> _Отрывок документа_
★ ★ ★
Итак, Густав Малер – крупнейший австрийский симфонист, один из наиболее ярких композиторов своего времени во многом определивших ход развития классической музыки на несколько десятилетий. Для моего рассказа представляет особый интерес Восьмая симфония (1906) этого автора, так как её вторая часть, написана на текст финала гётевского «Фауста» и таким образом в ней не только демонстрируется иной, чем в цикле Шуберта образ Женщины, но и непосредственно звучат слова – Das EwigWeibliche (Вечная женственность).

Восьмая симфония Малера – это одно из самых грандиозных творений человеческого гения. Для изображения вознесения духа Фауста композитору потребовался беспрецедентный состав исполнителей – около тысячи человек. Вот фотография с перового исполнения этой симфонии в Америке (1916 года) – на премьере было задействовано 1068 человек!

Симфония состоит из двух частей, обе части написаны для огромного оркестра, нескольких хоровых коллективов и солистов. В чем-то драматургия симфонии корреспондирует шубертовскому циклу, только здесь всё происходит наоборот. Если там подмастерье шел движимый хилым потоком ручейка, то здесь симфония начинается с призвания Духа Творящего – гимном «Veni creator spiritus». Этот гимн подобен огромному руслу неукротимой реки или даже водопаду, совсем иной, чем скромные песни юного подмастерья. Лирический герой симфонии (в отличие от шубертовского мельника) сам обращается к высшим силам – призывая Духа Творящего – призывая преобразование, а не спасаясь от него. Вот в чем принципиальная разница их позиций. Напомню, что в некоторых традициях Святой Дух воспринимался как женское божественное начало. Так что это тоже образ Вечно Женственного, но представленный в своём триумфе.

Вторая часть симфонии, написанная на стихи Гёте, раскрывает образ непостижимой спасительной Вечной женственности во всей его красе. Это и сострадающая Mater Gloriosa (Дева Мария) и всепрощающая и любящая Маргарита (Гретхен)… Часть завершается красивейшим «мистическим хором» в котором звучит последние четверостишие гётевской пьесы: «Здесь заповедность Истины всей, Вечная женственность тянет нас к ней….». В этой музыке образ Женщины-искупительницы или спасающего женского начала выражен предельно полно. Если цикл Шуберта завершался словами «Высока, недоступна небесная даль!», то в финале симфонии Малера перед нами раскрывается сам Эмпирей, восхождение духа Фауста через образ влекущей его Вечной Женственности на Небеса. В шубертовском цикле мельник (из-за женщины) не смог достичь небес и благодаря Женщине же их достигает лирических герой Восьмой симфонии Густава Малера.
★ ★ ★
> _Что требуется_
Проверьте, согласуются ли с отрывком о Восьмой симфонии Малера утверждения 1., 2. и 3. На каждое ответьте «да» или «нет» и дословно приведите решающие слова отрывка.
1. На американской премьере симфонии в 1916 году участвовало 1068 человек.
2. Восьмая симфония состоит из трёх частей.
3. Симфония открывается хором, обращённым к Деве Марии.
Строки данных здесь никакой роли не играют.
★ ★ ★
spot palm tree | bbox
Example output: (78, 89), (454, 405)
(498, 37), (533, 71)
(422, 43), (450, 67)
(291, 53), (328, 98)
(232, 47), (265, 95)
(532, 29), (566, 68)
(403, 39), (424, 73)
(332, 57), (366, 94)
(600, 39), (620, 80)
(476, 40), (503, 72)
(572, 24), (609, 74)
★ ★ ★
> _Решение задания_
1. Да: «на премьере было задействовано 1068 человек».
2. Нет: «Симфония состоит из двух частей».
3. Нет: «здесь симфония начинается с призвания Духа Творящего».